━━━ Extract

The Way We View Downtime Is Making Us Unhappy
We live in a society where productivity seems to be measured by how much time we spend working and how efficiently we can burnout faster than our friends. A lack of time is often seen as a status symbol. Work is no longer a 9-5 gig; we are available any time we are awake and convince ourselves that sending a work email at midnight will reduce our stress and make the next day easier. It often doesn’t. We are in a constant cycle of work, stress, and measuring our self-worth by the money we have and titles we carry.
The pandemic added extra layers of anxiety and created funky work schedules since we are often working around kids and partners; many of us are barely keeping it together. We are craving downtime, alone time, and a much-needed vacation. But when we finally do take time off or carve out leisure time, we struggle to actually enjoy it.

━━━━━━

#### Required action
Rewrite the stretch of the downtime article from "The Way We View" through "actually enjoy it.", replacing "stress" with "pressure".

━━━ Dataset records

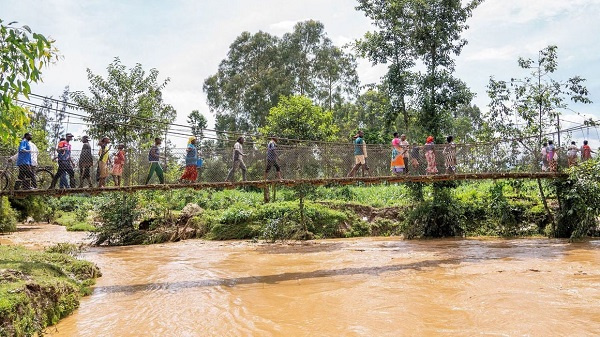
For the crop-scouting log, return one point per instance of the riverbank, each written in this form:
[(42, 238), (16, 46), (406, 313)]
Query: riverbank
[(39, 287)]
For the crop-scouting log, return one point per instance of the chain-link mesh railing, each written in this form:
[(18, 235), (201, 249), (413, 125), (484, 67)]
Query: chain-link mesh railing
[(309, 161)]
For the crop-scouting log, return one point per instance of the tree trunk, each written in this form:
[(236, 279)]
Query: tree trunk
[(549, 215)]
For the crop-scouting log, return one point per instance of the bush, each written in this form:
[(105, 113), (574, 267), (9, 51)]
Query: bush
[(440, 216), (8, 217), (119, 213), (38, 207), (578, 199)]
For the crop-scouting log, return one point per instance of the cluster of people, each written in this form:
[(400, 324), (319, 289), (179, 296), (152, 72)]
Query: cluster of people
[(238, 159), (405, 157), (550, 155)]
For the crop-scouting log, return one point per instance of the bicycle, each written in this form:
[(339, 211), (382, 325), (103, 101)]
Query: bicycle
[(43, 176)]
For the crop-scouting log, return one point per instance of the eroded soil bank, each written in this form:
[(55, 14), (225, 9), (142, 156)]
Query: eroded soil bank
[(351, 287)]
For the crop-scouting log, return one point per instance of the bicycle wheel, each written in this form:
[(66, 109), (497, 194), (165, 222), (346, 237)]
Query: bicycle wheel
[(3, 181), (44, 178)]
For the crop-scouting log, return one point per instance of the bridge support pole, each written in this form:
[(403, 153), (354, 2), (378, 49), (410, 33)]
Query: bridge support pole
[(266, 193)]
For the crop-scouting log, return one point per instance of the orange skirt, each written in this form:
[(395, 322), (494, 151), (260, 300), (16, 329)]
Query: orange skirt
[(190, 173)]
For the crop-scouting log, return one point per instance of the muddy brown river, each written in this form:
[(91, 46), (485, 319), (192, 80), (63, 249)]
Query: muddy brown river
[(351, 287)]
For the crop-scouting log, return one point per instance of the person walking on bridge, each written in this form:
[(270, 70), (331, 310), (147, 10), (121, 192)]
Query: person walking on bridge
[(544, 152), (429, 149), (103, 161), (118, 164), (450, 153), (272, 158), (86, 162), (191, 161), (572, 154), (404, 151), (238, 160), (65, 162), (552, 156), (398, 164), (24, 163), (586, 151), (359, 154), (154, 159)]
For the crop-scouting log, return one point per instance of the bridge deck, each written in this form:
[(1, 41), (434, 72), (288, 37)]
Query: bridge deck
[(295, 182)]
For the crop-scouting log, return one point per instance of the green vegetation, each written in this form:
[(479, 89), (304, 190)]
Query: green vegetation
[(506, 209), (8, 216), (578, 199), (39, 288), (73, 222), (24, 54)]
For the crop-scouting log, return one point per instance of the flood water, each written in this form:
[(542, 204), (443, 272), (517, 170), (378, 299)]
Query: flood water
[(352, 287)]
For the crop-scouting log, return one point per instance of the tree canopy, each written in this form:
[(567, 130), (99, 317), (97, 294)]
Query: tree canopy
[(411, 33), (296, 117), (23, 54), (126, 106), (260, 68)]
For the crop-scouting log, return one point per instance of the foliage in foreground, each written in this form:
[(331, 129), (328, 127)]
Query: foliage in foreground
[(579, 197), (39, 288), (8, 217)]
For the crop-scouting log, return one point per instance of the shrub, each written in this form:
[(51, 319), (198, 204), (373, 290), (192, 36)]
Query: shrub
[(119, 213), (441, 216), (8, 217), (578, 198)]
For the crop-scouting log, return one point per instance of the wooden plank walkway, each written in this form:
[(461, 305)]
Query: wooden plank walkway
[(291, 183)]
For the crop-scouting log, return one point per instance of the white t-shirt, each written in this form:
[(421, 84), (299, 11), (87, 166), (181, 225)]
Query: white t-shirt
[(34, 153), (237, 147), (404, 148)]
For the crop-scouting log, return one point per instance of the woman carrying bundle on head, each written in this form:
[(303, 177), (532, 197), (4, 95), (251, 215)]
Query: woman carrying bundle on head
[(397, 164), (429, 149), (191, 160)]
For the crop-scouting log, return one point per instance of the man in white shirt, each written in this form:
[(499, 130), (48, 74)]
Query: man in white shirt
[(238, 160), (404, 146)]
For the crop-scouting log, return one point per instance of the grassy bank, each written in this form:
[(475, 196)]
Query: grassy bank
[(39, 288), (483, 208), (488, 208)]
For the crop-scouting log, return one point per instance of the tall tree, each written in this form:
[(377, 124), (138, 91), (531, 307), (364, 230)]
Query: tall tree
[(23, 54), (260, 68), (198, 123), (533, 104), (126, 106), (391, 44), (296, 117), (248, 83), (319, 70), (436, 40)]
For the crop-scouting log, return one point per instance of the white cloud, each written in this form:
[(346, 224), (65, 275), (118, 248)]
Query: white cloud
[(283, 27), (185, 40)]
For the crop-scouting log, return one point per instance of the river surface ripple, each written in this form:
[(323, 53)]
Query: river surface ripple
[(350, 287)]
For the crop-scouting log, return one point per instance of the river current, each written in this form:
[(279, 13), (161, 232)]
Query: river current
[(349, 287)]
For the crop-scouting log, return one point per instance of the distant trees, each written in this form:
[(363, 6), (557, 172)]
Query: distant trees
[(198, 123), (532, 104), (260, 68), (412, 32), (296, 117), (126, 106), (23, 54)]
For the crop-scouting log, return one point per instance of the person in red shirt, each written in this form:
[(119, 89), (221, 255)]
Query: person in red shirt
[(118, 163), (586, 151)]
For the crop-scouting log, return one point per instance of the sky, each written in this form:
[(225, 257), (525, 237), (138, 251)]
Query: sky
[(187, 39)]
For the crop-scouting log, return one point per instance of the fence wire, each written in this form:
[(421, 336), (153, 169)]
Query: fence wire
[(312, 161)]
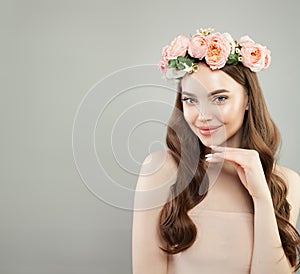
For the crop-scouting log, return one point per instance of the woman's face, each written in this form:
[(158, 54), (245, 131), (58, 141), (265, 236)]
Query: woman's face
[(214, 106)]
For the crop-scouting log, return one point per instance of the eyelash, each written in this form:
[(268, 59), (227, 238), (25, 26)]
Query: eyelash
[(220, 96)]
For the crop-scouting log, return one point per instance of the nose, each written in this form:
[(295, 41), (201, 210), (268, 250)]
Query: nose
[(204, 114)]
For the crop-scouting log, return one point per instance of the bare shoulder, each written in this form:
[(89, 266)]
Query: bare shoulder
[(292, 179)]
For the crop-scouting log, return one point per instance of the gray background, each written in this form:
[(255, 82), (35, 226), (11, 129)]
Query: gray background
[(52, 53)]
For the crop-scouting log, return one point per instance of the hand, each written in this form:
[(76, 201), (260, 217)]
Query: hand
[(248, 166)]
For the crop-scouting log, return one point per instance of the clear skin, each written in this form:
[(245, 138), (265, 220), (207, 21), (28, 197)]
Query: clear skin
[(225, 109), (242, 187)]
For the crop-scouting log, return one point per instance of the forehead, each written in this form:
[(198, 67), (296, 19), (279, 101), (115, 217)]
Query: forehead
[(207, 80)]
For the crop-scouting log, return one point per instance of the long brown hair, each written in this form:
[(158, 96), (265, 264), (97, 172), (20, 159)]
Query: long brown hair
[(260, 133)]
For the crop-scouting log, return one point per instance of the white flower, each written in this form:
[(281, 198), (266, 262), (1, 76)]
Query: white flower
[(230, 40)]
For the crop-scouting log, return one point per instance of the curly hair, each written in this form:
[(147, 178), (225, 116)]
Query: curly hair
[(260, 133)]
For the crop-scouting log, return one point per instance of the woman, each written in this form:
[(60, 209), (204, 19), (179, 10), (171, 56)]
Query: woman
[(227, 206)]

━━━━━━

#### Exercise solution
The Way We View Downtime Is Making Us Unhappy
We live in a society where productivity seems to be measured by how much time we spend working and how efficiently we can burnout faster than our friends. A lack of time is often seen as a status symbol. Work is no longer a 9-5 gig; we are available any time we are awake and convince ourselves that sending a work email at midnight will reduce our pressure and make the next day easier. It often doesn’t. We are in a constant cycle of work, pressure, and measuring our self-worth by the money we have and titles we carry.
The pandemic added extra layers of anxiety and created funky work schedules since we are often working around kids and partners; many of us are barely keeping it together. We are craving downtime, alone time, and a much-needed vacation. But when we finally do take time off or carve out leisure time, we struggle to actually enjoy it.